:: Goal of the exercise ::
Reproduce every item below word for word, omitting the pictures.

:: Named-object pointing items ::
:::

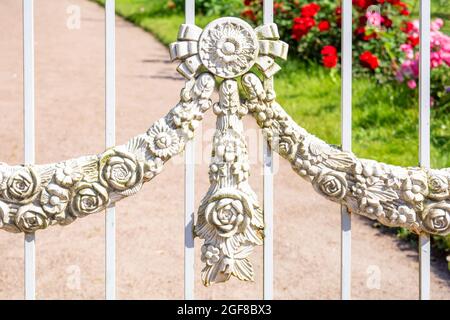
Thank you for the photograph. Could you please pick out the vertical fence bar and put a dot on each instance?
(424, 135)
(110, 137)
(29, 135)
(268, 187)
(189, 193)
(346, 140)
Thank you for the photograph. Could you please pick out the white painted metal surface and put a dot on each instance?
(424, 134)
(110, 141)
(346, 140)
(189, 192)
(268, 187)
(29, 135)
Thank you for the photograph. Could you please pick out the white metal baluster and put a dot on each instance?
(29, 135)
(424, 140)
(110, 141)
(346, 140)
(268, 187)
(189, 193)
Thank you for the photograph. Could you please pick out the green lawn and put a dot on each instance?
(385, 117)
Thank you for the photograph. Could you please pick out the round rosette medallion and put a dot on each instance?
(228, 47)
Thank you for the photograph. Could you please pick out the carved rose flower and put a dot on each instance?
(415, 187)
(88, 198)
(229, 212)
(30, 218)
(120, 170)
(228, 47)
(163, 141)
(438, 186)
(67, 175)
(227, 215)
(332, 185)
(210, 254)
(436, 217)
(22, 185)
(54, 199)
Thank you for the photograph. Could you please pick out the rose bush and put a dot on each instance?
(385, 40)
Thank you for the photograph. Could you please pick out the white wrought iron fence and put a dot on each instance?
(346, 138)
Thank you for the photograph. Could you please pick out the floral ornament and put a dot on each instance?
(241, 171)
(312, 151)
(332, 185)
(227, 215)
(404, 216)
(152, 167)
(229, 100)
(371, 208)
(228, 47)
(54, 199)
(436, 217)
(67, 174)
(228, 148)
(210, 254)
(22, 185)
(30, 218)
(286, 143)
(88, 198)
(438, 185)
(415, 188)
(163, 141)
(121, 171)
(216, 171)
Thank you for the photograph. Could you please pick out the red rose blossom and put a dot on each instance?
(404, 12)
(387, 22)
(323, 25)
(407, 27)
(368, 60)
(412, 40)
(301, 27)
(328, 51)
(310, 10)
(329, 61)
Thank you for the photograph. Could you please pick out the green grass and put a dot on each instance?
(385, 117)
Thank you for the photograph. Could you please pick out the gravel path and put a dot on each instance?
(70, 122)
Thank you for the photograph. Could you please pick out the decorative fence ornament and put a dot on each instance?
(230, 219)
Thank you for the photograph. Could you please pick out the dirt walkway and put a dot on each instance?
(70, 122)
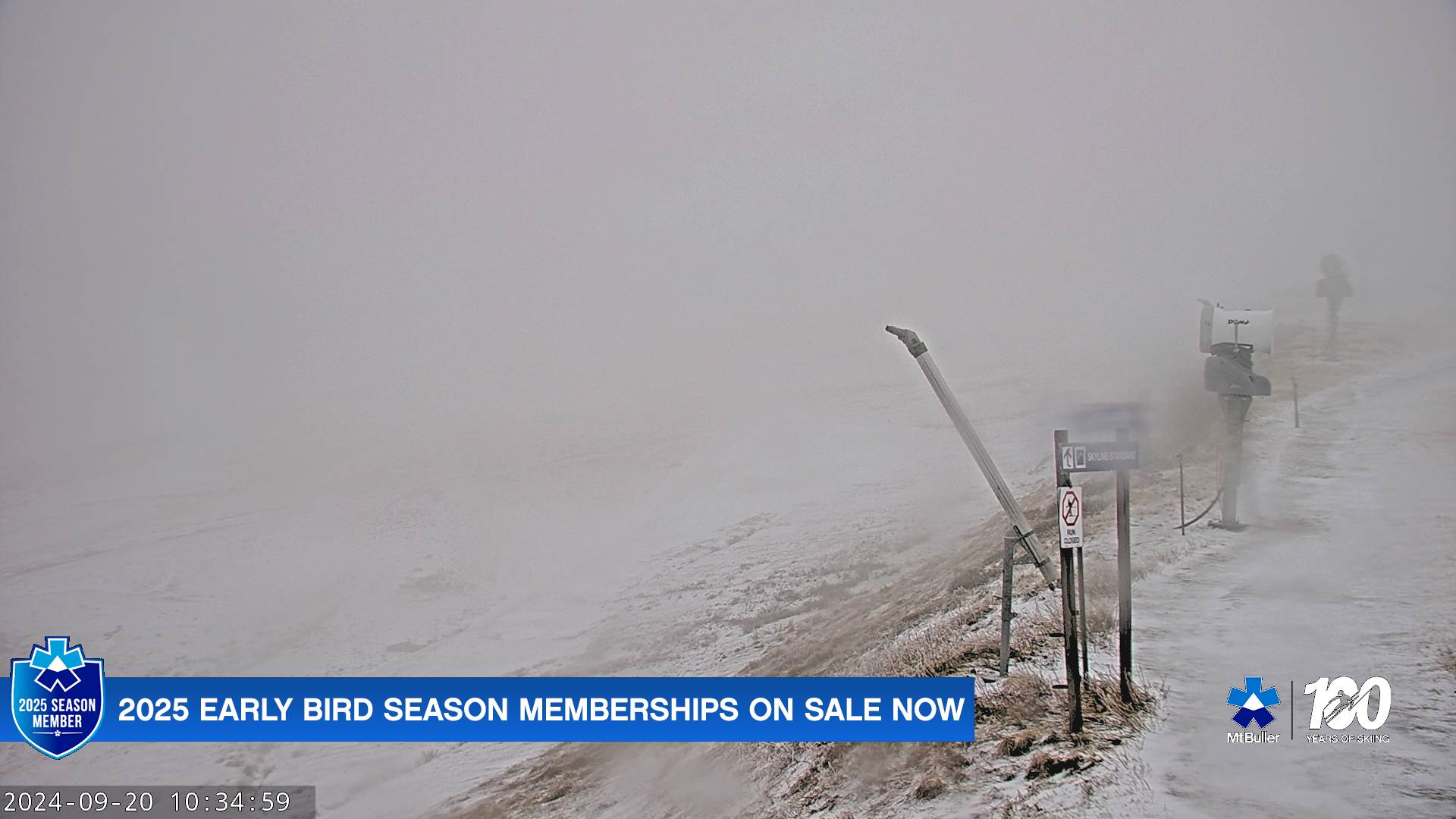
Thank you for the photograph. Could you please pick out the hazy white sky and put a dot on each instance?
(258, 223)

:::

:: Result of this exercise ::
Thank you for the photograph. Could you please pick out the vertical fence bar and put a dot on each instance?
(424, 135)
(110, 137)
(29, 135)
(268, 187)
(189, 193)
(346, 140)
Thank you for the photograph. Could you please pick out the white painted metal surface and put a dot on each instance?
(424, 134)
(110, 141)
(346, 140)
(189, 192)
(268, 187)
(29, 135)
Thank you for the photograph. Could you please pick out the white metal baluster and put a dot on each instance?
(29, 135)
(424, 140)
(110, 141)
(346, 140)
(268, 187)
(189, 193)
Thank you for the photograph. Could you please pick out the green lawn and put a dot on each instance?
(385, 117)
Thank you for the photograph. Could you please pick out the round rosette medallion and put a dot on each instance?
(228, 47)
Thank you for the photograph. Could you please pick out the carved rose flower and put a dot on each instance?
(415, 187)
(88, 198)
(229, 212)
(30, 218)
(120, 170)
(228, 47)
(163, 141)
(438, 186)
(67, 175)
(227, 215)
(332, 185)
(210, 254)
(436, 217)
(22, 185)
(54, 199)
Thank you for the photograph. Could you please pick out the rose bush and put a dot on each instance?
(385, 40)
Thank you for the photograph. Could you please pick out the white wrought iron fence and put a dot on each instance?
(346, 138)
Thank you for the photograph. Could you please pick out the floral ornament and put a dot on each instance?
(241, 171)
(312, 151)
(332, 185)
(227, 215)
(404, 216)
(152, 167)
(229, 100)
(371, 208)
(228, 47)
(54, 199)
(436, 217)
(67, 174)
(228, 148)
(210, 254)
(22, 185)
(30, 218)
(286, 143)
(88, 198)
(438, 185)
(415, 188)
(163, 141)
(121, 171)
(216, 171)
Thank you for the photograph. Could you please pick out the red rose blossom and put a dot on each instance?
(404, 12)
(387, 22)
(323, 25)
(407, 27)
(368, 60)
(412, 40)
(301, 27)
(328, 51)
(310, 10)
(329, 61)
Thank you for the photograph. Could you please pick out the green grass and put a dot on each instance?
(385, 117)
Thank you for the photograph. Could you please pick out the gravel path and put a dot on each instance?
(70, 122)
Thank you for the photograph. Could you please pick out the decorative fence ornament and put a dot on each instance?
(230, 219)
Thank you for the photograph. Could you please pick out the dirt walkway and put a dot on each instance?
(70, 122)
Thank you for the photograph. Could you please pick out the hazy white sky and put a dot on each instance?
(258, 223)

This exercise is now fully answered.